### Information given

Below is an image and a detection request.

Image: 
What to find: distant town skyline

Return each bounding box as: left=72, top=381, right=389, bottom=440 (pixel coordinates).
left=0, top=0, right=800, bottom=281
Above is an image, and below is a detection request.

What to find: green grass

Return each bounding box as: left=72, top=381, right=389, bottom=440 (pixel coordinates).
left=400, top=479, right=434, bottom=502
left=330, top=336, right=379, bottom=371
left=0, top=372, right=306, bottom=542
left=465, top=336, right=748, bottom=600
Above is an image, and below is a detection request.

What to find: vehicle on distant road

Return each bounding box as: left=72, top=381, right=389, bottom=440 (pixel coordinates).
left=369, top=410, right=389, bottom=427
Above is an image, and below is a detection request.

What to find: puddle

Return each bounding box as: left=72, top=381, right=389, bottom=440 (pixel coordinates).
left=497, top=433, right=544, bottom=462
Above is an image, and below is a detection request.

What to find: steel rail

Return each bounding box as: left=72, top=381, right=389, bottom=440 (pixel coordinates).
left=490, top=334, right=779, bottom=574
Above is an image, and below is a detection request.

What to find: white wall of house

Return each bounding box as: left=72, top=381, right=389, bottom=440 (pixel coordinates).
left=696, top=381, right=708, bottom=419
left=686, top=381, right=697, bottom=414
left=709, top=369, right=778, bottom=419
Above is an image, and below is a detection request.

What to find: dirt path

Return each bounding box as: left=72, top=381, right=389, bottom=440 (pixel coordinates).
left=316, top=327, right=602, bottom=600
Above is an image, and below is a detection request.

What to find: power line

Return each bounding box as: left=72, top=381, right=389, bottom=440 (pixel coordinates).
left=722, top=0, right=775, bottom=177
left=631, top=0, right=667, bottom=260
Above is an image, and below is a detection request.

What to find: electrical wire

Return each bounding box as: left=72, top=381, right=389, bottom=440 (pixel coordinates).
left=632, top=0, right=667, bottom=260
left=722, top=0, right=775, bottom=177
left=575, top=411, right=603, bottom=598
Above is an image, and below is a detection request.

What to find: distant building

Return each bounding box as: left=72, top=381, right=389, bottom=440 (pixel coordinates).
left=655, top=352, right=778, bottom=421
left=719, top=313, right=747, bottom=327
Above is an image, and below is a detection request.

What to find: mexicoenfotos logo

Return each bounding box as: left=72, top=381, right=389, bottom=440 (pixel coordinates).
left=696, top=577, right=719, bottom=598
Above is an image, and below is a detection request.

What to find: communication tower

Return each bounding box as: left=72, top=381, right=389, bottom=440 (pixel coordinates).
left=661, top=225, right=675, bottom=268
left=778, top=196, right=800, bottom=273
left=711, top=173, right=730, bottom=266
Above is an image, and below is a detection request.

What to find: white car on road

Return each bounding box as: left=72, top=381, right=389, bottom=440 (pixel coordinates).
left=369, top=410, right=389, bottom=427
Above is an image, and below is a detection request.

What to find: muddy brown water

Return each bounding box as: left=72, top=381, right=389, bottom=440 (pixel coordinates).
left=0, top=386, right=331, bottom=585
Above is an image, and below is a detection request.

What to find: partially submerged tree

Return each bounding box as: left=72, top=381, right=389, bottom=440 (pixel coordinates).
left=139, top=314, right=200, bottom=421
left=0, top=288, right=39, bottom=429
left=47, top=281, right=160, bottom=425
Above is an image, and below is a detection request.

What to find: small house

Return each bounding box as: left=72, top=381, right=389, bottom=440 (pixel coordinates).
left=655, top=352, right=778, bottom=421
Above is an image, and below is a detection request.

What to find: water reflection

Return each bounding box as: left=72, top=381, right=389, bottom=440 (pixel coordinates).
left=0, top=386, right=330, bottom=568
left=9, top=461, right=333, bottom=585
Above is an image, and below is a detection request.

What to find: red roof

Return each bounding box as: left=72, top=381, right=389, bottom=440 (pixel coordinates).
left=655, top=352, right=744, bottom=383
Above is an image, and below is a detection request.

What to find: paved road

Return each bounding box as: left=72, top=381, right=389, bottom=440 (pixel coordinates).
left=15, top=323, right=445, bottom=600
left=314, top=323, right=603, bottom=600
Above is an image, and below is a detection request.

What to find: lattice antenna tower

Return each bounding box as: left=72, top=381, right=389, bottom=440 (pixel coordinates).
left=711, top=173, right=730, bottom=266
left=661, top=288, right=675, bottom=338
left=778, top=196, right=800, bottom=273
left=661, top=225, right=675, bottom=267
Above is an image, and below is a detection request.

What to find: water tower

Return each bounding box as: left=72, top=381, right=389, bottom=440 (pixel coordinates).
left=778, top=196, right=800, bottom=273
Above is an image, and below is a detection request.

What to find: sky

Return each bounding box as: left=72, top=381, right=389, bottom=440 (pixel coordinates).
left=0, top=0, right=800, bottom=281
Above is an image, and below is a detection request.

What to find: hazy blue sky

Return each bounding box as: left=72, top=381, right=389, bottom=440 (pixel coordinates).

### The request
Quote the records verbatim, starting at their first line and ending at the line that contains "left=709, top=369, right=778, bottom=419", with that line included.

### Output of the exercise
Below is an image and a detection request.

Image: 
What to find: distant town skyline

Return each bounding box as: left=72, top=381, right=389, bottom=440 (pixel coordinates).
left=0, top=0, right=800, bottom=281
Above is an image, and below is a detection request.

What to find: green grass

Return each bounding box as: left=72, top=381, right=389, bottom=440 (pixel coordinates).
left=400, top=479, right=434, bottom=502
left=330, top=336, right=379, bottom=371
left=0, top=372, right=306, bottom=542
left=465, top=336, right=748, bottom=600
Above is an image, and below is a detection request.

What to find: vehicle on distant road

Return each bounding box as: left=72, top=381, right=389, bottom=440 (pixel coordinates).
left=369, top=410, right=389, bottom=427
Above is an image, and below is a detection request.

What to find: puddle

Return each bounding box as: left=72, top=381, right=389, bottom=440 (pixel coordinates).
left=497, top=433, right=544, bottom=462
Above is an image, and below is a detection request.

What to find: steel rail

Return each bounding box as: left=72, top=381, right=389, bottom=440 (pixel coordinates).
left=490, top=334, right=779, bottom=574
Above is an image, and below is a detection request.

What to find: white wall of house

Return each bounding box as: left=72, top=381, right=389, bottom=440 (pixel coordinates).
left=696, top=381, right=708, bottom=419
left=686, top=381, right=697, bottom=414
left=709, top=369, right=778, bottom=419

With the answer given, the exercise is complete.